GIVEN TASK:
Extract the line that contains "of the gray" and every line after it to the end of the records below, exactly as written and nothing else.
-- start SUPPLIED DATA --
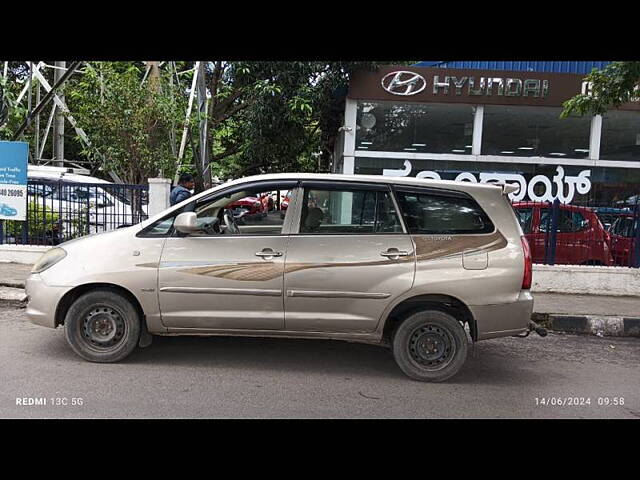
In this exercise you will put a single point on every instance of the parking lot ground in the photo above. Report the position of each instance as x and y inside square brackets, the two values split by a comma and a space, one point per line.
[219, 377]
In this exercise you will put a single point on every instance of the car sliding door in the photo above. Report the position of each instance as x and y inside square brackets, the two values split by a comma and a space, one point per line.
[227, 278]
[347, 258]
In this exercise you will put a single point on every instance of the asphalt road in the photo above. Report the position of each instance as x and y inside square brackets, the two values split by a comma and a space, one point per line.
[277, 378]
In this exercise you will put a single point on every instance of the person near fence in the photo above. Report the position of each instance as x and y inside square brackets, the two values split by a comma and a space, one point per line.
[183, 190]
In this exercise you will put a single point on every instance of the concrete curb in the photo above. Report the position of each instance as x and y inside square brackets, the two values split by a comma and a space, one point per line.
[600, 325]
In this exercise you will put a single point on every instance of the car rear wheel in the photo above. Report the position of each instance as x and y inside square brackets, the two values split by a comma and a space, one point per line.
[102, 326]
[430, 346]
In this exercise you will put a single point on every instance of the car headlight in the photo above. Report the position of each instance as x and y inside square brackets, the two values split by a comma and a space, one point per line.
[49, 259]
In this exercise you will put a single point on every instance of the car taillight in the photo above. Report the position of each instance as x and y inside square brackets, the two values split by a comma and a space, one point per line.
[528, 264]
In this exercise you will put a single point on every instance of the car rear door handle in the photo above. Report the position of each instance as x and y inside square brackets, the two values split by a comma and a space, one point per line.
[267, 252]
[394, 253]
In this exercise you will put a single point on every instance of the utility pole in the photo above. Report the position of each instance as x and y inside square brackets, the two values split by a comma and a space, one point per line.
[203, 159]
[154, 76]
[37, 149]
[58, 124]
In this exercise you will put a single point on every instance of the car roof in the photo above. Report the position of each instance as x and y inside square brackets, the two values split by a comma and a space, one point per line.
[409, 181]
[563, 206]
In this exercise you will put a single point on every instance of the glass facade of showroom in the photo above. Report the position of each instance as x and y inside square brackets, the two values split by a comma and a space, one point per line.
[451, 133]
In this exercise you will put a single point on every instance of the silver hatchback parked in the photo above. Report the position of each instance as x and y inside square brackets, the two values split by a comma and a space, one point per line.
[418, 265]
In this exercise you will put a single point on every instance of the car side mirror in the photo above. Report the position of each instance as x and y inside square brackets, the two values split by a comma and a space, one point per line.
[186, 222]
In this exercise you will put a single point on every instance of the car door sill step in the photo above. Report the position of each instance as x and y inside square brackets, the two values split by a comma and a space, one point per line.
[334, 294]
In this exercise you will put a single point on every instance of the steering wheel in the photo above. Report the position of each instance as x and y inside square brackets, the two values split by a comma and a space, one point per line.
[230, 222]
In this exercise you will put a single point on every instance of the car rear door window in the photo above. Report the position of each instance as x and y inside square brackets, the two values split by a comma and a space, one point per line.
[568, 221]
[433, 213]
[348, 211]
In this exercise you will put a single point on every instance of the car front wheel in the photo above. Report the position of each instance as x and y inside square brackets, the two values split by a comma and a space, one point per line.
[102, 326]
[430, 346]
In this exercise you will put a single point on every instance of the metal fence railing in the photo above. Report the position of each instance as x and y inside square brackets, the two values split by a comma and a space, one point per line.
[563, 234]
[58, 211]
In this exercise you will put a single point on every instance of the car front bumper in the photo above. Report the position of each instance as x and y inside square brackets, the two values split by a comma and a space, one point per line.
[42, 301]
[504, 319]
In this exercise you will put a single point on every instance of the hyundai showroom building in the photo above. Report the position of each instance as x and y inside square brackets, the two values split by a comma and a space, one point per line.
[492, 121]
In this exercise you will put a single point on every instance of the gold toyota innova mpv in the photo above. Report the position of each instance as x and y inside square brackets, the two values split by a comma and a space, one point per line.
[421, 266]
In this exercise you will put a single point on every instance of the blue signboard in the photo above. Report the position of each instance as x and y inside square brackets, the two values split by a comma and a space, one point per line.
[13, 180]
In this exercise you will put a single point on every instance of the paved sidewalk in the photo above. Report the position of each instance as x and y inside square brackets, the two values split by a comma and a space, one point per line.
[561, 303]
[597, 314]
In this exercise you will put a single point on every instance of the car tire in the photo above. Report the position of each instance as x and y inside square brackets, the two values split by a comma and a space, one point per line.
[430, 346]
[102, 326]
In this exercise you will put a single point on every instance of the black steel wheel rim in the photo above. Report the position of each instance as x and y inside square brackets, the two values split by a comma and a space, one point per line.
[103, 328]
[432, 347]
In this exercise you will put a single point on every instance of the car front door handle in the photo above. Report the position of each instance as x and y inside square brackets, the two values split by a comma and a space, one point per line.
[267, 252]
[394, 253]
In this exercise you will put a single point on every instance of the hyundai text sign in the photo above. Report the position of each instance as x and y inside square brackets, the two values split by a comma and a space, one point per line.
[13, 180]
[411, 83]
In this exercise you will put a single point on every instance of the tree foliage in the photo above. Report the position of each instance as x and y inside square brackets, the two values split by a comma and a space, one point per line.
[129, 123]
[612, 86]
[261, 117]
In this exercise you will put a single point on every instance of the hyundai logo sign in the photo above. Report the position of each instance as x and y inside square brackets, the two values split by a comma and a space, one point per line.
[403, 83]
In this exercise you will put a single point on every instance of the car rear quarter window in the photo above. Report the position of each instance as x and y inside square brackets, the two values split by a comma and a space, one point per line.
[568, 221]
[436, 214]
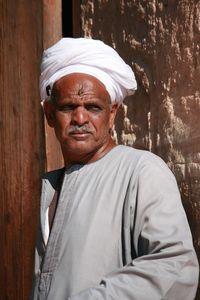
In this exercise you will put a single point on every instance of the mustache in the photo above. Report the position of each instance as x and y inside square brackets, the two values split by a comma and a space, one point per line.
[80, 128]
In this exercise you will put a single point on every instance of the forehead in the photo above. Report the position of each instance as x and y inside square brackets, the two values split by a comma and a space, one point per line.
[78, 84]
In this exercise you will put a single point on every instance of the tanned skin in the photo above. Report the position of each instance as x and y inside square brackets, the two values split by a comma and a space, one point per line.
[82, 116]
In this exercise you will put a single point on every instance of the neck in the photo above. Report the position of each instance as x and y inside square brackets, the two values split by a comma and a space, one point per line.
[87, 158]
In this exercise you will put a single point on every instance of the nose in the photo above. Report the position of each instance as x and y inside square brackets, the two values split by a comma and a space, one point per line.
[80, 116]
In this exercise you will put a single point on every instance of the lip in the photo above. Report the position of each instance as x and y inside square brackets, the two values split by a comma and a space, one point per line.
[80, 135]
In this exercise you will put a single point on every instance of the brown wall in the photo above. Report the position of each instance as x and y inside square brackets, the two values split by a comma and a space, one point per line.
[160, 40]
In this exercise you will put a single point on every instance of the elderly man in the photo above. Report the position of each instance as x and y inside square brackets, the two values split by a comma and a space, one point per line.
[112, 224]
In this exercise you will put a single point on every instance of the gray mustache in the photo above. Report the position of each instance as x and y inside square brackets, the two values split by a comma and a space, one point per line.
[82, 129]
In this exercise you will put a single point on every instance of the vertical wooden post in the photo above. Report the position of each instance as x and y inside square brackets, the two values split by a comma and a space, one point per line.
[22, 143]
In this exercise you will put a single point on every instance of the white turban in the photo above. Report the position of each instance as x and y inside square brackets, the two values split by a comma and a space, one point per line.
[88, 56]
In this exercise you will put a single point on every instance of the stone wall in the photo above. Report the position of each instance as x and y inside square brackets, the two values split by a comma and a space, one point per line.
[161, 41]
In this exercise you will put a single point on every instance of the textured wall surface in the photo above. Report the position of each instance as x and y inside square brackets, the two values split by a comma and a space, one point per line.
[161, 41]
-- end SUPPLIED DATA --
SOLVED PROBLEM:
In this exercise you will put a single point on every instance of the gray mustache in the photo above. Report the position of each instance as x and y inside square brackets, the two values split by a comma and a space, one point per line.
[82, 129]
In this exercise you will put a single point on every instance of the vertical wooden post in the photo above. Report the position of each instance as x and y inside square brackets, the two values split by a comma and a space, one point per line.
[22, 143]
In this exercise you will put a single point on every instance of the white turban in the photo above. Report the position of each instance as x and y inside square brackets, the two values split by a comma and a space, one point per line.
[88, 56]
In this exercise you will put a single point on every instance of the stone wall in the photo above. Report the position of each instance as x and y inside square brackets, the two values split by a comma and a space, one point per line.
[161, 41]
In this exercise you will put a single point on every instance of the textured wall surface in the photo above. Report the position of each instance as x and y inside square brackets, the two values split by a comma and a space, one point per line.
[161, 41]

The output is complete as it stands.